**Problem details**
Collect every line in the records below that contains the string "brick", and note that case counts.

**Provided data**
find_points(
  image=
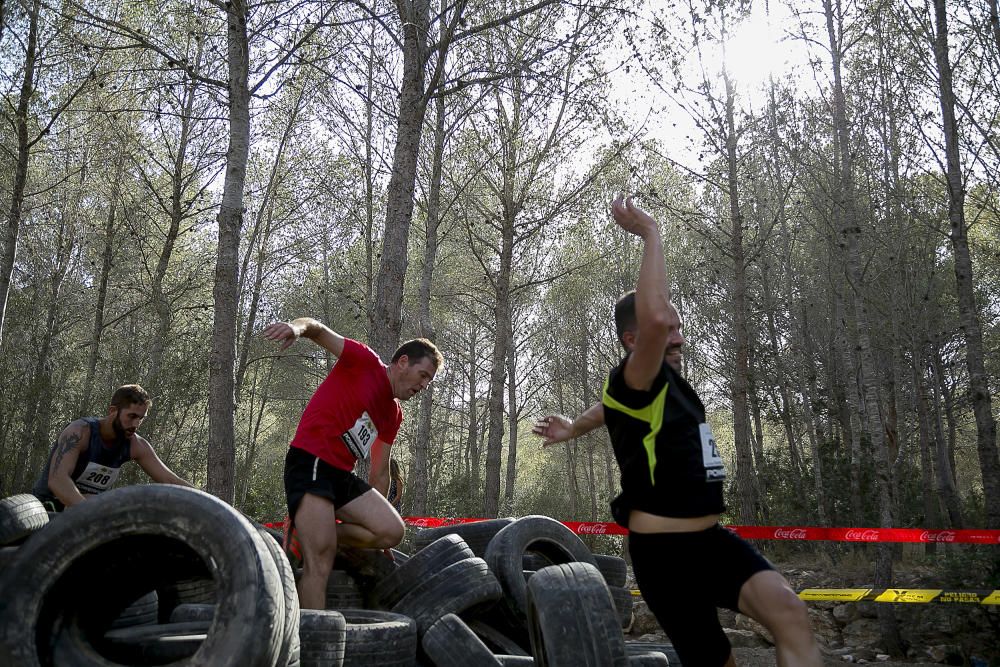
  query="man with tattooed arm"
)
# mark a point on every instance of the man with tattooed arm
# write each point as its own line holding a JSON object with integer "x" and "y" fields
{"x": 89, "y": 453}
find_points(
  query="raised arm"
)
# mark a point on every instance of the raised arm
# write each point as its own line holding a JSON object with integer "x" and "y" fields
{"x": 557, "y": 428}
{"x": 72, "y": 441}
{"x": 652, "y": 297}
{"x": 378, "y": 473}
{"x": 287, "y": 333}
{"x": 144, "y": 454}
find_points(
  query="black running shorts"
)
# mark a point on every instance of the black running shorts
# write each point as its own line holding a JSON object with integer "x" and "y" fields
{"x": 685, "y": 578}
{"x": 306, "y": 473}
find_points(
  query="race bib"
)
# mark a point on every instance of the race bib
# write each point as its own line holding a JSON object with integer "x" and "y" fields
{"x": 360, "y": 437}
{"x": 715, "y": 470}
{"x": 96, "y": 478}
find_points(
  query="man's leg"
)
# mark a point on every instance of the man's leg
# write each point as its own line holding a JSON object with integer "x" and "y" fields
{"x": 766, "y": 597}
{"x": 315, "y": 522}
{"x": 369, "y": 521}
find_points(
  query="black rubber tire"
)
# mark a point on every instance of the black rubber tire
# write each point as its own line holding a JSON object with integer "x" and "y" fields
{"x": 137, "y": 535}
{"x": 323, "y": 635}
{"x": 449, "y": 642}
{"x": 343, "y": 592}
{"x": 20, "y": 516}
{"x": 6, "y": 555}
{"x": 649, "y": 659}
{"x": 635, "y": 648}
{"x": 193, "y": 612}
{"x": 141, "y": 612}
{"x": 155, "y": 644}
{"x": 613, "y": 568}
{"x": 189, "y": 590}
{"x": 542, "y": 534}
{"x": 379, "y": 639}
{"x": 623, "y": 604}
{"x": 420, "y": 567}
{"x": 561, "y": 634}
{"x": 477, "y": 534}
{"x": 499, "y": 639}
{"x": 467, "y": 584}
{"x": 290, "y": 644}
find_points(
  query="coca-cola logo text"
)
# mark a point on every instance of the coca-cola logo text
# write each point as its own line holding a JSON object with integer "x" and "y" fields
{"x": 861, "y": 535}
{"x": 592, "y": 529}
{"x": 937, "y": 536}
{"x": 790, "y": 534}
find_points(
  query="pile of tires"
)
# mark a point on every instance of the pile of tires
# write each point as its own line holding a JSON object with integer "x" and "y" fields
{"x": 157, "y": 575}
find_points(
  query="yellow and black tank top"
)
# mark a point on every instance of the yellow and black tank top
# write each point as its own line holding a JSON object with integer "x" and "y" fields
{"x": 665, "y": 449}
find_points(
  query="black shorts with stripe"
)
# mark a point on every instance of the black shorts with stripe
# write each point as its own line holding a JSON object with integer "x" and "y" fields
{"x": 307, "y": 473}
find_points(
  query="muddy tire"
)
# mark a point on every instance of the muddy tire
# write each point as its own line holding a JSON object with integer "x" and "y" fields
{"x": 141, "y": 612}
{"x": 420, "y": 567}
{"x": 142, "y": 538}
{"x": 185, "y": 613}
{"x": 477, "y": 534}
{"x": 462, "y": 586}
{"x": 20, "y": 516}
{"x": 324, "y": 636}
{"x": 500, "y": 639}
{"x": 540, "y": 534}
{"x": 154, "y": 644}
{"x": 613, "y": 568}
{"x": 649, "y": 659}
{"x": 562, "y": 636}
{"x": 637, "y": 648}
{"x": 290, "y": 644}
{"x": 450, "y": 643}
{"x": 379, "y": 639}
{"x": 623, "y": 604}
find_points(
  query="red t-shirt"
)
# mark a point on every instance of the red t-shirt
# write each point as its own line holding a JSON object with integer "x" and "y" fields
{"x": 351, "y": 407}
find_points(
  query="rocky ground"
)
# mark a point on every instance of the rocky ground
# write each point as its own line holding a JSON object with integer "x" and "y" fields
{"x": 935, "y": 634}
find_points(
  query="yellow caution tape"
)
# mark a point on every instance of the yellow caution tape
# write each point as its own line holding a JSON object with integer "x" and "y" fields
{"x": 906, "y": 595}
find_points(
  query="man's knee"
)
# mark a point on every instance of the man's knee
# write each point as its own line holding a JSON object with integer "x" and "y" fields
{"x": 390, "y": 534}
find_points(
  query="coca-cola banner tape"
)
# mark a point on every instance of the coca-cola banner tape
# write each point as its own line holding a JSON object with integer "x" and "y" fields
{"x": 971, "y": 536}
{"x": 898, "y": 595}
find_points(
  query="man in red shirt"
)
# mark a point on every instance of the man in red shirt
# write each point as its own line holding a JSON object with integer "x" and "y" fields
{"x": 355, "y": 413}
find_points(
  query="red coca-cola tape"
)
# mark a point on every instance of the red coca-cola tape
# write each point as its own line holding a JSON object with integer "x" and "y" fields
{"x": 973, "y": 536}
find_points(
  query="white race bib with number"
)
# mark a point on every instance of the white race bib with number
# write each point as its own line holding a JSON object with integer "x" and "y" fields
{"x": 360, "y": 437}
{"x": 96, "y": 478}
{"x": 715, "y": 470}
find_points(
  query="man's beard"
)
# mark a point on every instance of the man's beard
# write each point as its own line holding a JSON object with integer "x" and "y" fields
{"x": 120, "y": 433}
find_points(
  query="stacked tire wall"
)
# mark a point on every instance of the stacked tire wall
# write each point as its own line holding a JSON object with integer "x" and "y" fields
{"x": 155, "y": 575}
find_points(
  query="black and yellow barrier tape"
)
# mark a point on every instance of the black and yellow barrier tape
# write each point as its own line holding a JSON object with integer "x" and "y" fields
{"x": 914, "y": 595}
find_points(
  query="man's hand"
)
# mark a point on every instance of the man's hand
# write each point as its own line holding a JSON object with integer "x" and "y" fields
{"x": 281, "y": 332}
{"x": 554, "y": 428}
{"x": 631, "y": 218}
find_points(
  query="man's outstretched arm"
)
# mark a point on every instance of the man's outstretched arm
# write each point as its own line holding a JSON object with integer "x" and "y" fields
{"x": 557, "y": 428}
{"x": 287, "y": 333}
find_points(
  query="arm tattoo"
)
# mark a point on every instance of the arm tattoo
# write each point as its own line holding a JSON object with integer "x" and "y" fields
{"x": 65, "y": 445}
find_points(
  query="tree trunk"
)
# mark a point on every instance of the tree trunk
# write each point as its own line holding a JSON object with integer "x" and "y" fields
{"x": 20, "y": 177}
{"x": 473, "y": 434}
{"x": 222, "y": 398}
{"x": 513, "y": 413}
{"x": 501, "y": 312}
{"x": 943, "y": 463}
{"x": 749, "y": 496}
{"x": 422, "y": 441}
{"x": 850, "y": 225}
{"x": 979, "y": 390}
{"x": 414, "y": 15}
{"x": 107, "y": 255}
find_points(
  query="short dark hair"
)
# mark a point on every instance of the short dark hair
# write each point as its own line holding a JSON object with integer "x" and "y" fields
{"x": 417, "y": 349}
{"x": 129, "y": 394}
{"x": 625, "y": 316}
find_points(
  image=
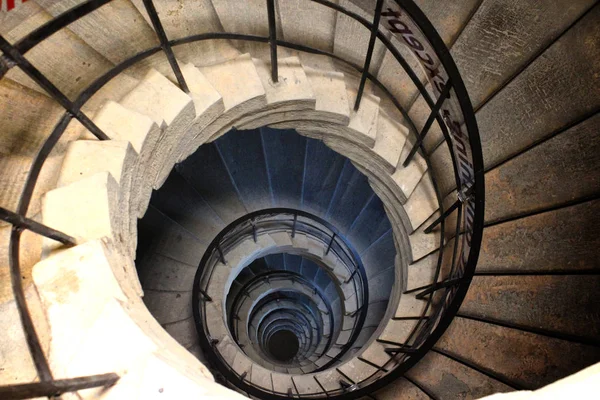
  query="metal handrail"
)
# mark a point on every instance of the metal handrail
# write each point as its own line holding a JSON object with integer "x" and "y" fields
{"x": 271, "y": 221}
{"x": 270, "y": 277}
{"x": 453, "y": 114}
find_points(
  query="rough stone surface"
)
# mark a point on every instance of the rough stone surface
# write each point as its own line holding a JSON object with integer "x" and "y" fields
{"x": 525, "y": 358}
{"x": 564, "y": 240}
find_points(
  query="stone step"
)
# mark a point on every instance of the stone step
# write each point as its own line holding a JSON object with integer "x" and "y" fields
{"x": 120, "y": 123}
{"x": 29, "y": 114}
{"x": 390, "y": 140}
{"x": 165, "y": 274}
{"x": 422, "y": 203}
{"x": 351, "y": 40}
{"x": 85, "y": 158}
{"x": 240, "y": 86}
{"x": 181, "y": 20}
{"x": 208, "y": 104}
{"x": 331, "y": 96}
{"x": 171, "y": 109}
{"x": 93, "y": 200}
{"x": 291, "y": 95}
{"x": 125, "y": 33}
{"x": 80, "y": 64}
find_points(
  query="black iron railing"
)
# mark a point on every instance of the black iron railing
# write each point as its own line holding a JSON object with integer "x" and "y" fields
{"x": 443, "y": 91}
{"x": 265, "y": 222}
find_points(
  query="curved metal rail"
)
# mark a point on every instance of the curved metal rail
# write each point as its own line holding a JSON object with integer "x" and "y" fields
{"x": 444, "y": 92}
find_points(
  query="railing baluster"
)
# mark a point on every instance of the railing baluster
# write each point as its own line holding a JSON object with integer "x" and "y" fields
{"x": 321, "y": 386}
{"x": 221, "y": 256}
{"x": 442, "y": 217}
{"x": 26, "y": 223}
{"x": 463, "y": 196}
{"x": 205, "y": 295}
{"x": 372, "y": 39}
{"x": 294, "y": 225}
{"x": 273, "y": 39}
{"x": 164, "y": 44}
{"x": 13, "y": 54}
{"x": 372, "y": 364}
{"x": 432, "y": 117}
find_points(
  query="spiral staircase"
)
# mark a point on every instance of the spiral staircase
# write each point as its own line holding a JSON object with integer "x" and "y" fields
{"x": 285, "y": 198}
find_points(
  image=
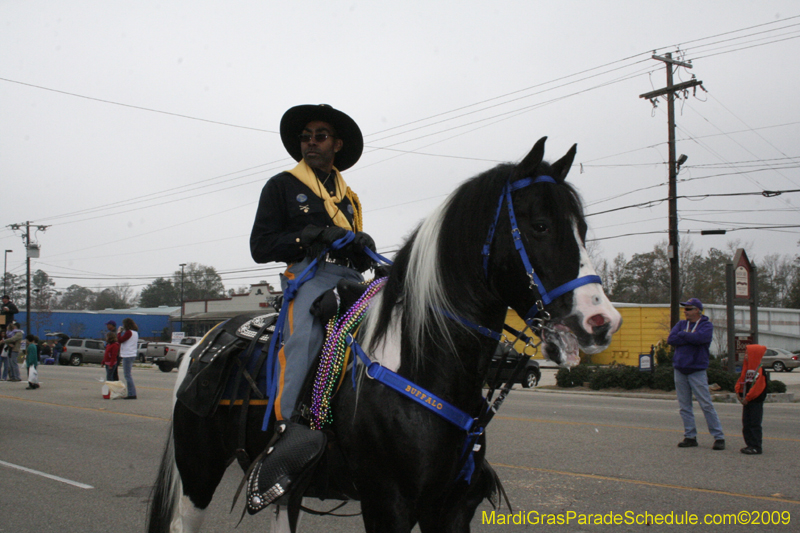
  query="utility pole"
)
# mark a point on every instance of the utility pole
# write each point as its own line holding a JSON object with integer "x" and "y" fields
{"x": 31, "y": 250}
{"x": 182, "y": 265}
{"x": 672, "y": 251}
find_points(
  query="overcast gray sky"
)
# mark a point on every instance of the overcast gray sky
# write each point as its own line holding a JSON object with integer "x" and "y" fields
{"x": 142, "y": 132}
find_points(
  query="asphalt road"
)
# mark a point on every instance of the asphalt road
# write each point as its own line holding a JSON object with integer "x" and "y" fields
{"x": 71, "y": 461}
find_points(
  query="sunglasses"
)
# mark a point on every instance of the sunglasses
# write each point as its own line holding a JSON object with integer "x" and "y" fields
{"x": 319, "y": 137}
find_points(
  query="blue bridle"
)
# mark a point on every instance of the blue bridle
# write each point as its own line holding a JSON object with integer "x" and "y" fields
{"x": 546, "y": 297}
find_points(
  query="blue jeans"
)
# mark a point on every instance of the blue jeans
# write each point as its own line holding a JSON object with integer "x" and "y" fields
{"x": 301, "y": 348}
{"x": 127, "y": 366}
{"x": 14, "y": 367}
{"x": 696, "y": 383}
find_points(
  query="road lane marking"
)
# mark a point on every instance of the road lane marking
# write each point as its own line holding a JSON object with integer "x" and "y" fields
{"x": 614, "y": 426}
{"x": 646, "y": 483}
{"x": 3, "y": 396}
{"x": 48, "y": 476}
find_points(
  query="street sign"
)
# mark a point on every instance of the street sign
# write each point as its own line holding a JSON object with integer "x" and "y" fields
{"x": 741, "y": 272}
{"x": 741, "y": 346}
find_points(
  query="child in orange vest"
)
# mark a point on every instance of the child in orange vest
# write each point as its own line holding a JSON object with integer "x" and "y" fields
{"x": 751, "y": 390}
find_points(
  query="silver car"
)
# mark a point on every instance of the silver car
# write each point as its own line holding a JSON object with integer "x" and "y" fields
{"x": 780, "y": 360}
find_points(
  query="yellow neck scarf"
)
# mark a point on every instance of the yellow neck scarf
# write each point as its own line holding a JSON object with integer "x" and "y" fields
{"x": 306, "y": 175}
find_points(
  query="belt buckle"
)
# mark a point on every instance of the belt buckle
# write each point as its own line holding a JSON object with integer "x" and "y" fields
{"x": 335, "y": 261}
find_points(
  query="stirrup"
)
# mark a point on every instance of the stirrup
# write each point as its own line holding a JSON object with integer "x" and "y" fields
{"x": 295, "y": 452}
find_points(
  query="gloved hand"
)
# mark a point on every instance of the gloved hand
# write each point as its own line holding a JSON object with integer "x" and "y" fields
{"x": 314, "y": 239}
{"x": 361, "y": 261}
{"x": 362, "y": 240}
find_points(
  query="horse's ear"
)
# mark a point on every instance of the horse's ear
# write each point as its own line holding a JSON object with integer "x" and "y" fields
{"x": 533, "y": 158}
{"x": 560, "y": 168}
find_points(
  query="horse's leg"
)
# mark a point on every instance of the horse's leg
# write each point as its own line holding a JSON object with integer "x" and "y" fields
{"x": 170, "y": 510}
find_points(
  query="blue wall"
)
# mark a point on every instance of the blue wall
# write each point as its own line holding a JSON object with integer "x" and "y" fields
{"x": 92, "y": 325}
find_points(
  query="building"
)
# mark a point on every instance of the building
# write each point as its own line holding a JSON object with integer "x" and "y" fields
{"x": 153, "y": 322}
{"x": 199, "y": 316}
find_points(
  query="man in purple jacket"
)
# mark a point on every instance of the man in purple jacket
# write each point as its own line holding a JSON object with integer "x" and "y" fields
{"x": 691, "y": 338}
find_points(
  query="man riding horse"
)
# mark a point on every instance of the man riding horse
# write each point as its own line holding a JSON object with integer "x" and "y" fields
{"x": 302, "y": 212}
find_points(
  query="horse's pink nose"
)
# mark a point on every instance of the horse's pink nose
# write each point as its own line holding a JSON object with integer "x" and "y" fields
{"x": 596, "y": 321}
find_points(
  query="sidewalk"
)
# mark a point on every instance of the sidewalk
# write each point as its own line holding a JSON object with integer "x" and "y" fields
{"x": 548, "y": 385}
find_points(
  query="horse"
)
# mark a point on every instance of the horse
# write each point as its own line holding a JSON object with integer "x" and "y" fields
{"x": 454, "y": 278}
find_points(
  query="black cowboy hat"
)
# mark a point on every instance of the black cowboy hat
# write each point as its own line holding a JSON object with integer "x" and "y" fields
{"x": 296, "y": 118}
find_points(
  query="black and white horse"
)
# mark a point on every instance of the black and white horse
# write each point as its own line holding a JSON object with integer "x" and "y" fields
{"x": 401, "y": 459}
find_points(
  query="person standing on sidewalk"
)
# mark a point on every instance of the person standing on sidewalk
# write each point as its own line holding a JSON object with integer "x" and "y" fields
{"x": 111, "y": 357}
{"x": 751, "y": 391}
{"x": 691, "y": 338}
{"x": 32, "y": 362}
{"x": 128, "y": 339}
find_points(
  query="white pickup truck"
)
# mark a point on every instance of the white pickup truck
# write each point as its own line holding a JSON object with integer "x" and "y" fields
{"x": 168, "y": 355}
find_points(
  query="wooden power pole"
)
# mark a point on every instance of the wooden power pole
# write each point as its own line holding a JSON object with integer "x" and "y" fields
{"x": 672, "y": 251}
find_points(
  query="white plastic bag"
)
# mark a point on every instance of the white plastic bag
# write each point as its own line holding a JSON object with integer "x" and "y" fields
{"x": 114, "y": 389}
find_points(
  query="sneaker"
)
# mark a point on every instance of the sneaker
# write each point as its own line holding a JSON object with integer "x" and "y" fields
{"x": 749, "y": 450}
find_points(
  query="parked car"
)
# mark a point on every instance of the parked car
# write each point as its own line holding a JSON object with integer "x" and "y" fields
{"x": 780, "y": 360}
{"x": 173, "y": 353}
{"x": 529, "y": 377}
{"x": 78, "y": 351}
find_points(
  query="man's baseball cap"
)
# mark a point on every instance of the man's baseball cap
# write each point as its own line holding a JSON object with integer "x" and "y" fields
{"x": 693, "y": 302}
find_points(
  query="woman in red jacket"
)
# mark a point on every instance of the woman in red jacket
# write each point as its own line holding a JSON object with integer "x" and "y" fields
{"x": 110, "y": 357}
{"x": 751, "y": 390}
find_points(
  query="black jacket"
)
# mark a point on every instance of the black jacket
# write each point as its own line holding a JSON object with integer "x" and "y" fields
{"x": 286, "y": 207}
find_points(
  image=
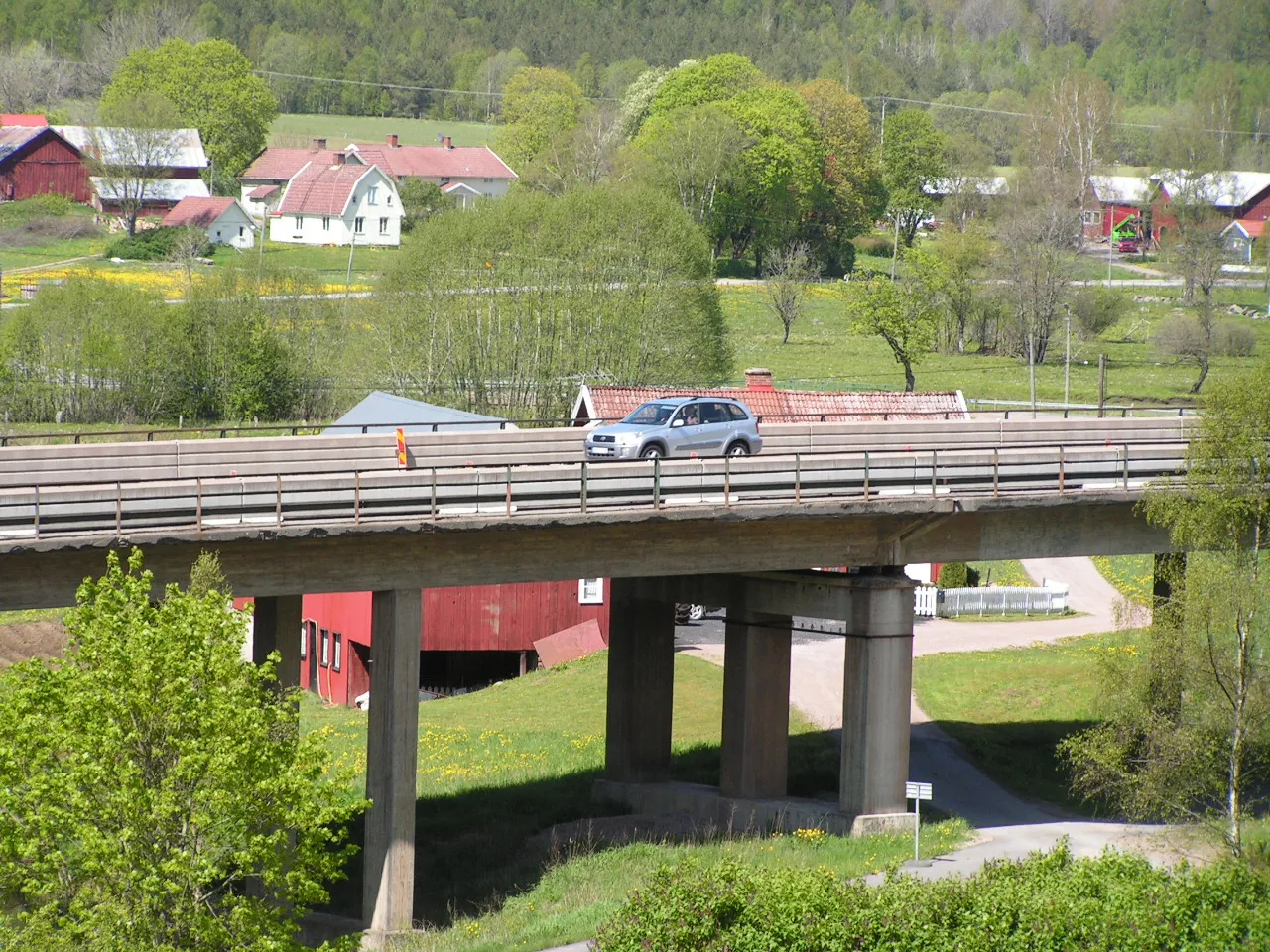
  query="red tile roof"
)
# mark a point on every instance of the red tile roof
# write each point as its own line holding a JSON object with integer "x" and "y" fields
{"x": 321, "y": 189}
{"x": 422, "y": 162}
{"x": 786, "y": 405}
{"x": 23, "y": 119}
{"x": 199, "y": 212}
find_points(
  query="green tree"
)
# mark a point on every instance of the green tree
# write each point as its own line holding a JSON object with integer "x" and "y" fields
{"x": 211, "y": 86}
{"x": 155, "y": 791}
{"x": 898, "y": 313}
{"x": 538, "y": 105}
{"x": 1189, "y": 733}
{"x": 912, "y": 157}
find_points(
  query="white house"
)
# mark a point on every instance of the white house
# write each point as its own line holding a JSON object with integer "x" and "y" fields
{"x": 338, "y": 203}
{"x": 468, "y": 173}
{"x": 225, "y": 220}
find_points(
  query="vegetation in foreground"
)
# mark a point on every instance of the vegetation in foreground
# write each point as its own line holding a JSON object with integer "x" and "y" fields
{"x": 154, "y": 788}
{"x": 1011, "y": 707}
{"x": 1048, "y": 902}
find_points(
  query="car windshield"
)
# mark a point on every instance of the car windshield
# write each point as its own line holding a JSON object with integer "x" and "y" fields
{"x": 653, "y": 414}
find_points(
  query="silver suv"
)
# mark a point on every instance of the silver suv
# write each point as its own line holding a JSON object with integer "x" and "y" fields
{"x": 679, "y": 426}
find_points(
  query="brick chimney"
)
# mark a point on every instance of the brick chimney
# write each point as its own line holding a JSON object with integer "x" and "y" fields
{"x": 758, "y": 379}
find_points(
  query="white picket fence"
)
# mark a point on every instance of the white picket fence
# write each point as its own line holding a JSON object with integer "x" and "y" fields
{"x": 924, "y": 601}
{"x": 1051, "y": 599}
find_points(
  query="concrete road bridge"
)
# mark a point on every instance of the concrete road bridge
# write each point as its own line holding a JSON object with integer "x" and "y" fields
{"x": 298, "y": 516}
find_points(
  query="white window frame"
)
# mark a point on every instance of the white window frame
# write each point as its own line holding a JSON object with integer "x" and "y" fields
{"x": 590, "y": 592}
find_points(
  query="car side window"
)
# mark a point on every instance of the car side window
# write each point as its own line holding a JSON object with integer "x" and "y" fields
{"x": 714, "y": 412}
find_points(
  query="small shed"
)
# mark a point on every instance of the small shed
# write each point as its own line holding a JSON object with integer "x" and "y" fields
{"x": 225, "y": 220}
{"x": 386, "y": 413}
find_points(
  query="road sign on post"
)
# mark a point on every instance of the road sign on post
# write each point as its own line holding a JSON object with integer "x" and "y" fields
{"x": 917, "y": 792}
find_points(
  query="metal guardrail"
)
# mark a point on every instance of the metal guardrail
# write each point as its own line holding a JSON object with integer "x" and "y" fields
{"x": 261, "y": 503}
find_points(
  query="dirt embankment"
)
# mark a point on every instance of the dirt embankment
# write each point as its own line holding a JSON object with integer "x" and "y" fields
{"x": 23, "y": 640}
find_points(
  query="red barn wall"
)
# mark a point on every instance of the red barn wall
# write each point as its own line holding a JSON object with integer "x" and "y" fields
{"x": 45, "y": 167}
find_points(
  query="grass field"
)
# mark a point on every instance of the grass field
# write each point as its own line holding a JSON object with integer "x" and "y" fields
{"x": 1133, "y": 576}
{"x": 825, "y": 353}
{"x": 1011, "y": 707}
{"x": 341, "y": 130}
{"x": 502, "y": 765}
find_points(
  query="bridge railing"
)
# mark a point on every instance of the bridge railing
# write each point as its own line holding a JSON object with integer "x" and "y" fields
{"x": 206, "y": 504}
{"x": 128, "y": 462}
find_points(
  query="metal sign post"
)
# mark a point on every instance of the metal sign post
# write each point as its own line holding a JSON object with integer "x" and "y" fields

**Answer to the problem**
  query="brick chimney"
# mark a point on every instance of the brick chimney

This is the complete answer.